A proprement parler, il ne s'agissait donc pas d'une levée de l'anonymat du donneur qui était réclamée, et encore moins sans son consentement. Tout au plus, s'agissait-il de conforter le lien familial établi entre une femme et son frère, alors que le tribunal, au comble de l'ironie, considéra que la règle de l'anonymat du donneur de gamètes répond, notamment, à l'objectif de respect de la vie familiale au sein de la famille légale de l'enfant conçu à partir de gamètes issues de ce don. Par où l'on voit que le juge administratif est meilleur arbitre du bien familial que les protagonistes eux-mêmes...
Une fois encore, le juge sort son Ethique à Nicomaque de chevet, et trouve la vertu comme juste milieu entre deux vices, comme juste milieu entre le tort commis (la crise identitaire de l'enfant) et le tort subi (celle du père qui ne se reconnaît pas comme tel). Le problème avec ce mesotês, à lire Kelsen, c'est que la vertu se définit par rapport au vice et que c'est l'autorité de l'ordre social qui détermine ce qui est mal. L'éthique aristotélicienne, sensée définir quasi-scientifiquement la Justice, laisse à l'ordre social et au droit positif -le droit de son temps donc-, finalement, le soin de déterminer l'alpha et l'oméga de ce qui est juste et, par extension, pire, de ce qui est moral...
Le don de sperme n'est pas une affaire nouvelle : les premières réussites attestées remontent à 1884 ! En France, les centres d'étude et de conservation des oeufs et du sperme humain (CECOS) centralisent, depuis 1973, la "collecte" et jouent les intermédiaires avec les 4 000 couples demandeurs annuels. 38 à 40 000 enfants pour 9 300 "pères anonymes" : la question de la requérante prenait alors tout son sens ; les chances que son "frère de lait" fusse son "frère biologique" sont bien réelles. Est-ce, dès lors, moral de laisser une famille dans un doute aussi saisissant ?
Assurément, la question a fait débat puisque l'ancienne ministre de la Santé, Roselyne Bachelot, avait proposé, en 2010, une levée partielle de cet anonymat, sur le modèle du Conseil national d'accès aux origines personnelles (CNAOP), qui aide depuis 2002 les enfants nés d'un accouchement sous X à connaître leurs origines : proposition rejetée, elle aussi, par les parlementaires. Ces derniers craignaient que la levée de l'anonymat entraînerait une raréfaction des dons de sperme ; mais surtout, intimement, ils se prévalaient de John Irving, dans Le monde selon Garp : c'est que l'anonymat garantit l'honnêteté.

> [Tâches demandées]
1 – Selon le texte sur l'anonymat du don de sperme, depuis quelle année les CECOS centralisent-ils la collecte ?
2 – Rédigez la suite du texte sur l'anonymat du don de sperme, à partir de sa dernière phrase.
Les données qui suivent forment un matériau à part, indépendant du texte.

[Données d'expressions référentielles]
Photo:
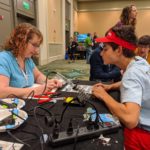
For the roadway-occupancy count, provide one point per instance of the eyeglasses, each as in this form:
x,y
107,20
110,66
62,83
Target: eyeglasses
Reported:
x,y
35,44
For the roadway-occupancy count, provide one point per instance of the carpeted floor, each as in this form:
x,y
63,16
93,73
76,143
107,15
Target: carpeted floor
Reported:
x,y
78,70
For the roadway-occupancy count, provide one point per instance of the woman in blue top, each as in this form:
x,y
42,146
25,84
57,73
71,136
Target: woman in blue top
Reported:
x,y
18,72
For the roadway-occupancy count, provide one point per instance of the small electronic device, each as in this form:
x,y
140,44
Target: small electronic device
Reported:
x,y
5,117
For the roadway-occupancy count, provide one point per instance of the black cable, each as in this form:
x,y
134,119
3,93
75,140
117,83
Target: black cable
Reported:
x,y
18,140
38,124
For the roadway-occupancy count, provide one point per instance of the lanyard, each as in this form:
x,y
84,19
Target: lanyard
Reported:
x,y
23,73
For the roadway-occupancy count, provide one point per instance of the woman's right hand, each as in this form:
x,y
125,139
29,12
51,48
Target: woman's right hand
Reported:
x,y
106,87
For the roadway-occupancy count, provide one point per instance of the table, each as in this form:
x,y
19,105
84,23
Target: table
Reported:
x,y
29,130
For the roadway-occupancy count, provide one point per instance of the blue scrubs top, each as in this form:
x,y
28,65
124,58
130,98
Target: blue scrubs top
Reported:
x,y
10,68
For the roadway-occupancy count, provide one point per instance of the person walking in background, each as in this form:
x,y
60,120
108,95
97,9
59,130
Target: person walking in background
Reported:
x,y
88,45
72,49
128,16
134,109
101,72
95,44
18,72
144,47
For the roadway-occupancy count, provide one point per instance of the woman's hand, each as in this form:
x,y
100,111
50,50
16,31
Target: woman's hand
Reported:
x,y
54,83
99,91
107,87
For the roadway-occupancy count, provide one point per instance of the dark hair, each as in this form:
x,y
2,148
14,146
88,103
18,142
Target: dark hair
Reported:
x,y
126,33
125,16
144,40
20,36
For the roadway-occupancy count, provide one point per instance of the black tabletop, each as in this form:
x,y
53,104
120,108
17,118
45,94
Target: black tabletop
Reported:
x,y
30,132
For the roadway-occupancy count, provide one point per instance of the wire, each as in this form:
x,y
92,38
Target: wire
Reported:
x,y
38,123
17,139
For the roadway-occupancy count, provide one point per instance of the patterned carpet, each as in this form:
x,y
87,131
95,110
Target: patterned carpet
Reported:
x,y
78,70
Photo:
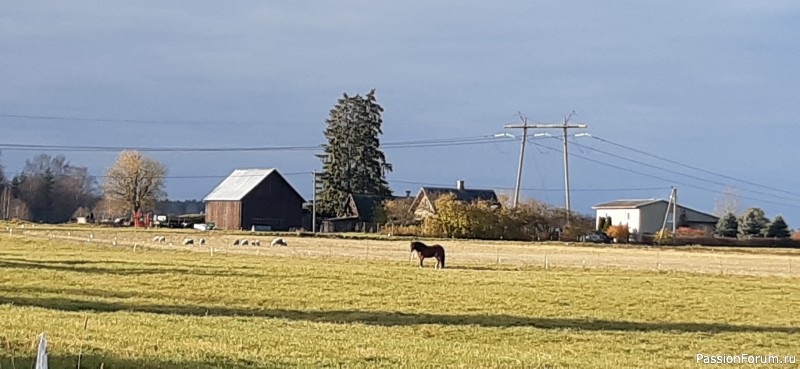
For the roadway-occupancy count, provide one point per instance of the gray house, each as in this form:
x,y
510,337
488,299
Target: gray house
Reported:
x,y
646,216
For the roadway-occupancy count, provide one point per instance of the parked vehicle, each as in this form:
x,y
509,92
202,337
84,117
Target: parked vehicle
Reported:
x,y
596,237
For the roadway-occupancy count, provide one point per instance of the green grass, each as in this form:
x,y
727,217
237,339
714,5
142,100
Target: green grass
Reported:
x,y
170,309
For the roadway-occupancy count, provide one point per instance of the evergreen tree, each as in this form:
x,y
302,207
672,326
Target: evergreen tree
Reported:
x,y
753,223
353,161
727,226
778,228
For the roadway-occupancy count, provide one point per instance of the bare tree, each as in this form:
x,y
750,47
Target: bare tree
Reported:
x,y
135,181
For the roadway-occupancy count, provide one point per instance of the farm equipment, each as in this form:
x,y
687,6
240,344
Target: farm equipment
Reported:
x,y
178,221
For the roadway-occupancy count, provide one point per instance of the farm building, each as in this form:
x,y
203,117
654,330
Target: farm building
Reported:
x,y
254,197
424,204
647,216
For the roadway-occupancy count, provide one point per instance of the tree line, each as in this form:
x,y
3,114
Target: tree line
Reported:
x,y
752,223
50,189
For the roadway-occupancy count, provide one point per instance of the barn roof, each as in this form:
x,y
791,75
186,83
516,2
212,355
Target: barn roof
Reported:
x,y
466,195
626,204
692,215
238,184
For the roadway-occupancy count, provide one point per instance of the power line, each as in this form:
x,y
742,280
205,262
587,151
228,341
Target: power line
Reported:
x,y
535,189
677,172
167,121
444,142
669,180
694,167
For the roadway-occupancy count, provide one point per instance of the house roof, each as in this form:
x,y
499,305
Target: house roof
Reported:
x,y
626,204
693,216
239,183
466,195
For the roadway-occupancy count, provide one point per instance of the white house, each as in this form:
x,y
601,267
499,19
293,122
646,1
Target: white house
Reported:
x,y
647,216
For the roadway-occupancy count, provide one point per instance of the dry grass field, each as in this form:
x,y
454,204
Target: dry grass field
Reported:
x,y
362,304
718,260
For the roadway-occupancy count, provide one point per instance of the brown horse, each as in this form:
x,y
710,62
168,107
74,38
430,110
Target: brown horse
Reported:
x,y
425,251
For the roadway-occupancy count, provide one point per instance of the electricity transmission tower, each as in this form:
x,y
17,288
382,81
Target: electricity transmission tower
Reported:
x,y
566,127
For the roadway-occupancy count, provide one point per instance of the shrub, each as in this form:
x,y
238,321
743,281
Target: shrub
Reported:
x,y
619,232
663,237
690,232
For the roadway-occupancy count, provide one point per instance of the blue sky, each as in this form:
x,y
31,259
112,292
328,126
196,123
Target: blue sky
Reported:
x,y
712,84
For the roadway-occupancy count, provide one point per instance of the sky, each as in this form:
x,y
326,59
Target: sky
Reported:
x,y
710,86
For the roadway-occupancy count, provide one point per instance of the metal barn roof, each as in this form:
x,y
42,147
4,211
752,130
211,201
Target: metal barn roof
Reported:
x,y
238,184
626,204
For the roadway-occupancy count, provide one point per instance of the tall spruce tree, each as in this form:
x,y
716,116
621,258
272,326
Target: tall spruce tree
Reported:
x,y
727,226
778,228
753,223
353,161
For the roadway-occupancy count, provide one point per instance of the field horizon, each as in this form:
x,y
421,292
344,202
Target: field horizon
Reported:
x,y
168,308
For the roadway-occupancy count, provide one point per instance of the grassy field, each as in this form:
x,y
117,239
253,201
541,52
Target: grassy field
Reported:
x,y
158,308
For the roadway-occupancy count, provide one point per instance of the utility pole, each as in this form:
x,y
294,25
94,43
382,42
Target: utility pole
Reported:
x,y
565,127
672,205
524,127
313,201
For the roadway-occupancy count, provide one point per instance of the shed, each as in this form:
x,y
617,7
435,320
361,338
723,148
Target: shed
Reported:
x,y
646,216
254,197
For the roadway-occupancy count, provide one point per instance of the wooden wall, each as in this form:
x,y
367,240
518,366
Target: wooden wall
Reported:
x,y
224,214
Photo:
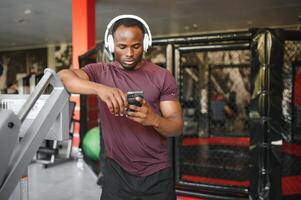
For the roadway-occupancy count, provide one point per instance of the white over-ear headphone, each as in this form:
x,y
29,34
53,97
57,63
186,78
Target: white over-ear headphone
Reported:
x,y
109,40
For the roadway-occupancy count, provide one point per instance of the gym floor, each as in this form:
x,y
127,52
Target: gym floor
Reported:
x,y
70,180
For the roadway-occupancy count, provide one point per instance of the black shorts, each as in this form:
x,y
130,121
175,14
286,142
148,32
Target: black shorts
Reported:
x,y
120,185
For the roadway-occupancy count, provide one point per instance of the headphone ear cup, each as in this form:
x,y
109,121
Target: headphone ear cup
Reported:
x,y
145,42
111,43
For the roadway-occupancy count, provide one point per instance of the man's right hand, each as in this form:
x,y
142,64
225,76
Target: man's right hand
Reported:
x,y
115,99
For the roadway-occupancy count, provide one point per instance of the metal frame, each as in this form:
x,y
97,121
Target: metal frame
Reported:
x,y
36,133
216,191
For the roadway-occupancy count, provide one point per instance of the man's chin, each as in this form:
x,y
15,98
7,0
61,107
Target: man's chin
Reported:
x,y
129,67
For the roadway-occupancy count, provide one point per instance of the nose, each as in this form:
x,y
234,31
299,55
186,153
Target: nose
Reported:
x,y
130,52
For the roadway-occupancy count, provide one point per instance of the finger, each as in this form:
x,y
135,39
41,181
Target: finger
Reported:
x,y
133,108
139,99
124,98
110,106
120,104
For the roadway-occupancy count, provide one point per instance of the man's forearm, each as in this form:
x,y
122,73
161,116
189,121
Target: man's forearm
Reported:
x,y
76,85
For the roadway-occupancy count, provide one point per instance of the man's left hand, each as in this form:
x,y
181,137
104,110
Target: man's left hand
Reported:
x,y
144,114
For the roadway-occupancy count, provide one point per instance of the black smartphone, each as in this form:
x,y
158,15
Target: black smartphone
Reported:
x,y
131,96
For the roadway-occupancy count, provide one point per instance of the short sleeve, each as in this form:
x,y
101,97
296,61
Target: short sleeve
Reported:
x,y
169,91
92,70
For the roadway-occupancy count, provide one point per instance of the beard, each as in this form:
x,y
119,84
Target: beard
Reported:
x,y
131,64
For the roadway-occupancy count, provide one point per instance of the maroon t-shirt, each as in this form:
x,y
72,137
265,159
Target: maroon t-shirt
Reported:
x,y
138,149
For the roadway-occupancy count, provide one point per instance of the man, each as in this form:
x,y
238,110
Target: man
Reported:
x,y
137,165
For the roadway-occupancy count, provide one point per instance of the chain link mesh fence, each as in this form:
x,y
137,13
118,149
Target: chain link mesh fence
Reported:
x,y
291,111
215,93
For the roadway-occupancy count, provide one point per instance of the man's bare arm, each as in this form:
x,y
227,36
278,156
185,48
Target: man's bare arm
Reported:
x,y
77,81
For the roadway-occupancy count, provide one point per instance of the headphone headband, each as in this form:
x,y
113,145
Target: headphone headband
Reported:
x,y
106,38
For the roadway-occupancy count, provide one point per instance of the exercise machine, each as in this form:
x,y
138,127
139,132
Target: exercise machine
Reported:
x,y
25,122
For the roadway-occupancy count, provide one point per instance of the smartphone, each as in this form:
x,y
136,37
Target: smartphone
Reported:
x,y
131,96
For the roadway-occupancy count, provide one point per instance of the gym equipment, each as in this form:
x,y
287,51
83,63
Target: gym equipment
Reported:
x,y
91,144
23,132
109,40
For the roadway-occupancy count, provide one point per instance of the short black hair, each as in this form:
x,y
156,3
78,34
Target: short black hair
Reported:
x,y
128,22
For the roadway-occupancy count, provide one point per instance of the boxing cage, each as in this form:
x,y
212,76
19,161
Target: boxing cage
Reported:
x,y
255,152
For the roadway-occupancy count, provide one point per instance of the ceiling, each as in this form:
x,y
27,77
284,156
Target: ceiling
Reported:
x,y
34,23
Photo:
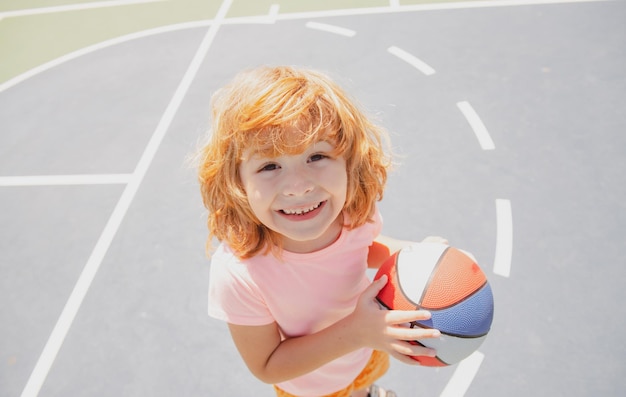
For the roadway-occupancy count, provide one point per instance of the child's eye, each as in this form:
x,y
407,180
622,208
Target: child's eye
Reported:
x,y
268,167
317,157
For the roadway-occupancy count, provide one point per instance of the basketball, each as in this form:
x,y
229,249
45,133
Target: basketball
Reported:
x,y
449,284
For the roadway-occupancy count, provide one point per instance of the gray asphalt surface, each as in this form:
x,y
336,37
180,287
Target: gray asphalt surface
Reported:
x,y
549,83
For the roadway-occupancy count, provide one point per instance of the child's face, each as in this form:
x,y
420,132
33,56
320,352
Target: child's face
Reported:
x,y
299,196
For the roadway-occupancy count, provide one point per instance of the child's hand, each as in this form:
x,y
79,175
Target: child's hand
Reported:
x,y
435,239
384,330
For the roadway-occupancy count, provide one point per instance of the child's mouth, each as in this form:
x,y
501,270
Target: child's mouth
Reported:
x,y
302,211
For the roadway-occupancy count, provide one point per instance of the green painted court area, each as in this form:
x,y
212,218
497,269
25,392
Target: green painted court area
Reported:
x,y
33,32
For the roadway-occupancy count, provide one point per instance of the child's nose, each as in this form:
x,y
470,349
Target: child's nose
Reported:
x,y
297,184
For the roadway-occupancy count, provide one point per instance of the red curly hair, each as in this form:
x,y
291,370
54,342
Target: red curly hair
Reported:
x,y
255,111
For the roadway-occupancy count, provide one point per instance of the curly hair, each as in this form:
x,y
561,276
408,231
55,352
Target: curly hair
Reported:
x,y
255,111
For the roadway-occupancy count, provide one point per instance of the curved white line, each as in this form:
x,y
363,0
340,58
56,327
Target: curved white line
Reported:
x,y
60,180
52,347
463,376
271,19
331,29
484,139
84,51
504,238
411,60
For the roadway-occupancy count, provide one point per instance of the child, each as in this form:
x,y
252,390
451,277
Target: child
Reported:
x,y
291,176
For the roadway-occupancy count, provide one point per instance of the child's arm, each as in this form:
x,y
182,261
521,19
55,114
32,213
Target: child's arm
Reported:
x,y
383,247
273,360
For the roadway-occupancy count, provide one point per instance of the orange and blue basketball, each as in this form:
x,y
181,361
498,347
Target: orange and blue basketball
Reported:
x,y
448,283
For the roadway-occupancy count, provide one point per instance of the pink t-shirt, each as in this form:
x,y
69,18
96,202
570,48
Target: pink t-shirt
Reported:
x,y
303,294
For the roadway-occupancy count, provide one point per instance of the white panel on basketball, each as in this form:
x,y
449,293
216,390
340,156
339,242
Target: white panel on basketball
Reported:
x,y
451,349
415,265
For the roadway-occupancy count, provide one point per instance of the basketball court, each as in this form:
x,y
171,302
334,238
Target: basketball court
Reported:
x,y
507,118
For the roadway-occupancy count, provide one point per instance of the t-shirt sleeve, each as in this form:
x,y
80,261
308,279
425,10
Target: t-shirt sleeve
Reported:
x,y
233,296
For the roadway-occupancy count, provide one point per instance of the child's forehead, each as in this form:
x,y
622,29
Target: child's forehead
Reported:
x,y
275,143
271,151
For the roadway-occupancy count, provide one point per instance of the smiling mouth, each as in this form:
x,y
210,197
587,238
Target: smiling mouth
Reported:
x,y
301,211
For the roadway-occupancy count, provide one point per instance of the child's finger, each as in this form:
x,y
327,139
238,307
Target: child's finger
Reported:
x,y
406,333
406,316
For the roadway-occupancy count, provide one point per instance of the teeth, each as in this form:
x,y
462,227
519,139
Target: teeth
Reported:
x,y
301,211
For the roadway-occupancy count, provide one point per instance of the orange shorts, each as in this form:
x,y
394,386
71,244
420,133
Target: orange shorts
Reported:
x,y
374,369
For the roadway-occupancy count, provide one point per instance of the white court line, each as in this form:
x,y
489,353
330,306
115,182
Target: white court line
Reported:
x,y
264,19
426,7
108,43
51,349
56,180
411,60
330,29
504,238
484,139
72,7
463,376
273,13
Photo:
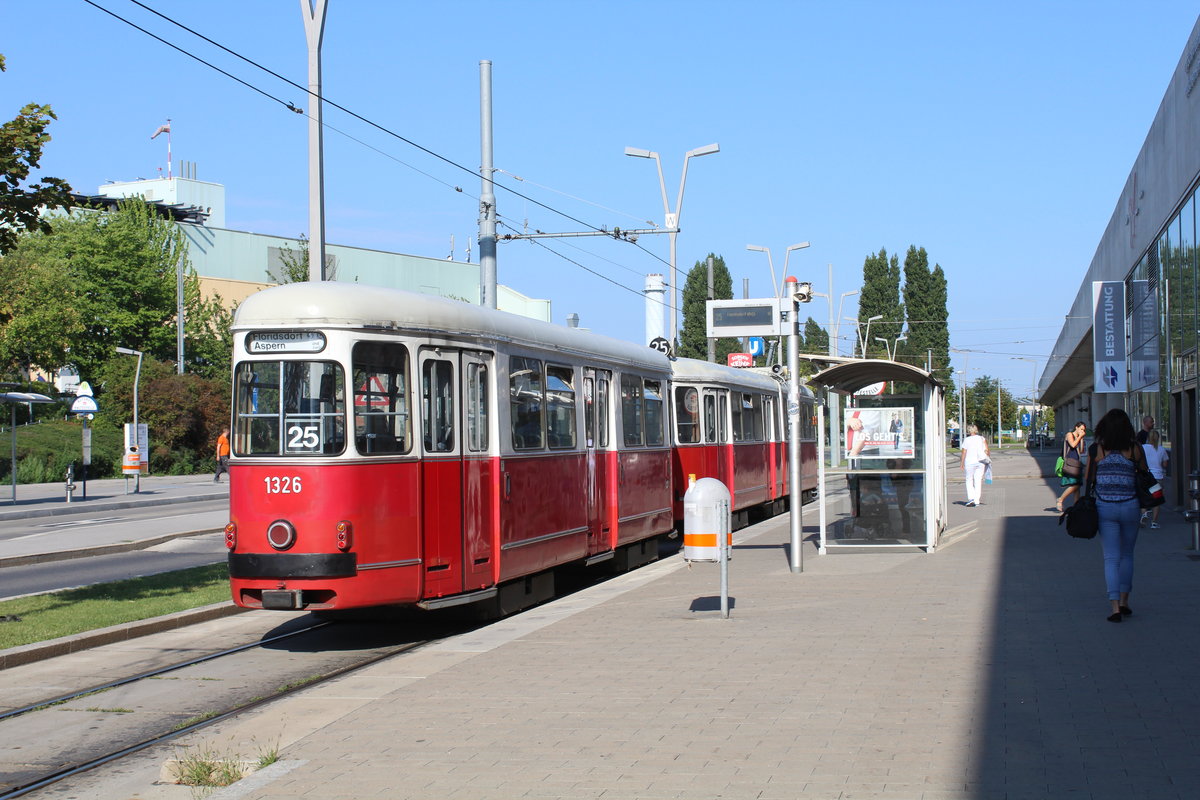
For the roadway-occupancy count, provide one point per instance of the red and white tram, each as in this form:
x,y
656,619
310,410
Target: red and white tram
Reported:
x,y
393,449
730,426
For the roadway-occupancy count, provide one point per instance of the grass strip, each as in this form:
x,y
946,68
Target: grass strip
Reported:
x,y
40,618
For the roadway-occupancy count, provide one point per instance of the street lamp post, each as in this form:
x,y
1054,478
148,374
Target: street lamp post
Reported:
x,y
777,288
137,378
895,343
671,218
774,286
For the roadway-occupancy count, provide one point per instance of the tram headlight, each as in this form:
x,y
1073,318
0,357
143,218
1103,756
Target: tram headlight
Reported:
x,y
345,535
281,535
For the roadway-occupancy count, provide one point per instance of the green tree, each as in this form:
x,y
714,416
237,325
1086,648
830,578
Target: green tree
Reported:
x,y
880,298
693,340
40,316
982,405
183,414
293,265
22,140
925,307
120,278
816,338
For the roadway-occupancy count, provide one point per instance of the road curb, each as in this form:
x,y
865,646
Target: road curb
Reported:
x,y
89,506
99,549
28,654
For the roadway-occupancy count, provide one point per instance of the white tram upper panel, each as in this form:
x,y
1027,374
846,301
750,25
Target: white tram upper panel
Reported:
x,y
705,372
351,306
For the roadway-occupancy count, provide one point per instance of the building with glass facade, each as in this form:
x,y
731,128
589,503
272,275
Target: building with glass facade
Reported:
x,y
1149,248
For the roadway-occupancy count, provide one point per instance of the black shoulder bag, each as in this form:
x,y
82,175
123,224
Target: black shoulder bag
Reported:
x,y
1083,519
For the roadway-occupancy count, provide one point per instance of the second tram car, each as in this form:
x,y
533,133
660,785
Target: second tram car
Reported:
x,y
397,449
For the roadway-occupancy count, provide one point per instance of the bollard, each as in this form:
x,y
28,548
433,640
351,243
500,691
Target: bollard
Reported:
x,y
708,528
1193,513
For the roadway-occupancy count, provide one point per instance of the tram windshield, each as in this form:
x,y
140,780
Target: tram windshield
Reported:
x,y
289,408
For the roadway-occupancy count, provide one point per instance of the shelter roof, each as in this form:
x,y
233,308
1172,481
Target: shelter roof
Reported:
x,y
850,376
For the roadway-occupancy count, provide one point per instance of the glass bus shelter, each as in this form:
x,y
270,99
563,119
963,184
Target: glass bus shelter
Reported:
x,y
888,487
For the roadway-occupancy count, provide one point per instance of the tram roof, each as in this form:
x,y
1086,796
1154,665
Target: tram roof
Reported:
x,y
718,373
331,304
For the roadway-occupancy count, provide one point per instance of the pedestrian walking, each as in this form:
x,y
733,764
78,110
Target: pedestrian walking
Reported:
x,y
975,461
1073,449
222,455
1147,425
1113,462
1157,459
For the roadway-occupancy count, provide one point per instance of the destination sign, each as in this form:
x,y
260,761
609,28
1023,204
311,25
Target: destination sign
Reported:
x,y
743,317
262,342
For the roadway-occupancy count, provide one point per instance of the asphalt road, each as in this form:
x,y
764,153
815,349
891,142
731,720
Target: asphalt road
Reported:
x,y
127,523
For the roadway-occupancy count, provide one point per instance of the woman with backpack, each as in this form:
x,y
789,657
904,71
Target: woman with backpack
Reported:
x,y
1111,474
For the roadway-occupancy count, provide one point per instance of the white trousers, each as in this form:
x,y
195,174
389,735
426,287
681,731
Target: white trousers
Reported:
x,y
973,471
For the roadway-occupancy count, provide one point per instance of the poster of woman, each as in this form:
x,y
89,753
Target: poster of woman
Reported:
x,y
879,432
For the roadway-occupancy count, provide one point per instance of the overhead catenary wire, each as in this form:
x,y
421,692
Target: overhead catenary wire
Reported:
x,y
330,102
293,108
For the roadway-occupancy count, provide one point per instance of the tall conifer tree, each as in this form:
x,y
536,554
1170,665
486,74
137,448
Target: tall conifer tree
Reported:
x,y
880,296
693,342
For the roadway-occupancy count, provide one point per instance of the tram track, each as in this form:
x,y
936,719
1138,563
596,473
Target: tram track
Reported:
x,y
139,711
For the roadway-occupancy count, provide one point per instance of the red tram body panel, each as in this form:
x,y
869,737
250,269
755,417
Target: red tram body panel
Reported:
x,y
395,449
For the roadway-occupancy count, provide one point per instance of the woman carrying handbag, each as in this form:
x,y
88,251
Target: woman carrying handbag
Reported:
x,y
1113,464
1073,462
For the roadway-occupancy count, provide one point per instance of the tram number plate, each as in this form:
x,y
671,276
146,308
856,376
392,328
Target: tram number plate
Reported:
x,y
286,485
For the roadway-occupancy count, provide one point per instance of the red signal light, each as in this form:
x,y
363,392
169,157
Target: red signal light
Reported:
x,y
345,535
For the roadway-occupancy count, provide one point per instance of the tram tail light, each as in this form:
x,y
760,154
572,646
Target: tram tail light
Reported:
x,y
345,535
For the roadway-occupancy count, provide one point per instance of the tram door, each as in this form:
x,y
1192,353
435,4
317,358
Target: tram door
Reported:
x,y
457,481
597,392
718,455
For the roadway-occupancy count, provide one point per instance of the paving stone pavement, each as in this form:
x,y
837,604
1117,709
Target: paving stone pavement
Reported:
x,y
983,671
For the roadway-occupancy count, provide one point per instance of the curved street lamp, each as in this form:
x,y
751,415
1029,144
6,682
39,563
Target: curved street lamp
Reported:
x,y
671,220
137,378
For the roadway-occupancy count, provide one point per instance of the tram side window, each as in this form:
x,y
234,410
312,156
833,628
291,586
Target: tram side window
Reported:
x,y
437,405
711,417
653,405
289,408
631,409
737,415
382,413
526,402
603,383
477,407
559,407
751,417
687,415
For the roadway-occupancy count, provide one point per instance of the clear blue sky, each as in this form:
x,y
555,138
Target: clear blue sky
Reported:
x,y
996,137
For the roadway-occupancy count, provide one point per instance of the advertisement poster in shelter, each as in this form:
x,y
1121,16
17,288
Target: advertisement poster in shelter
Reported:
x,y
879,432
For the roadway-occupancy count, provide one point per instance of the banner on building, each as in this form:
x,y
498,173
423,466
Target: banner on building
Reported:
x,y
1144,350
1109,337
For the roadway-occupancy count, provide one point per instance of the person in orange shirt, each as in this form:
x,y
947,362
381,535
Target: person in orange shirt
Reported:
x,y
222,455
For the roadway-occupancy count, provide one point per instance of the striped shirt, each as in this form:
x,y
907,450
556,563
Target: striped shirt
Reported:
x,y
1115,479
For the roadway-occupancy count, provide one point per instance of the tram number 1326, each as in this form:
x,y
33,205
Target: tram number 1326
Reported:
x,y
282,485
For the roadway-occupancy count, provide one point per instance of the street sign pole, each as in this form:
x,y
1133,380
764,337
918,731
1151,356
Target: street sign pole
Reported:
x,y
796,558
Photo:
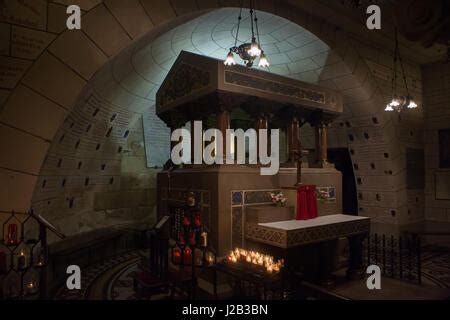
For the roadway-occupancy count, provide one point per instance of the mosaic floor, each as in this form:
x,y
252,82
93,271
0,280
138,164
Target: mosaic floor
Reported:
x,y
112,279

> [Réponses aux tâches]
1 – Depuis 1973.

2 –
Mais, où a-t-on vu que la levée de l'anonymat entraînait une baisse des dons ? En Allemagne et en Suède, le droit de connaître ses origines interdit l'anonymat du donneur qui, pour autant, ne sera jamais reconnu père de l'enfant. Et, aux Etats-Unis, le choix du père biologique se fait sur catalogue : l'industrie y est florissante, même si l'éthique n'est pas nécessairement au rendez-vous. Mais, c'est qu'en Amérique, comme en Grande-Bretagne, le don est à titre onéreux : les dérives relatives à l'exploitation du corps humain et à celle de l'espérance des milliers de couples dans l'attente d'un don semblent avoir plus trait au mercantilisme qu'à la levée de l'anonymat. C'est la gratuité du don qui semble, dès lors, garantir l'honnêteté et non l'anonymat.
Encore que la requérante, dans la décision du 14 juin 2012, ne demandait aucunement une telle transgression du droit. Elle rappelait, à juste titre, que le droit français n'interdit que la diffusion d'informations qui permettent d'identifier le donneur ; or, elle souhaitait recueillir uniquement des informations non identifiantes sur son père biologique (antécédents médicaux, raisons du don, nombre d'enfants nés de l'échantillon...).
Finalement, la Justice est un problème de valeurs et "le problème de valeurs est d'abord et avant tout un problème de conflit de valeurs", résume Kelsen. Dans ce juste milieu, éthique, entre la non reconnaissance du don, comme en Italie, parce que, pour se donner, encore faut-il s'appartenir -la laïcité italienne, on le sait, est encore en gestation-, et le merchandising de l'enfantement eugénique, la France choisit l'anonymat contre la "crise identitaire", car "mieux vaut donner sans promettre que promettre sans tenir" croit-elle : un voeu pieux car il n'est rien d'anonyme en ce monde qui ne soit, au final, révélé ; une question de temps, de moeurs, d'ordre social positif et uniquement positif. Mais, n'attendons pas que le juge administratif bouge les lignes...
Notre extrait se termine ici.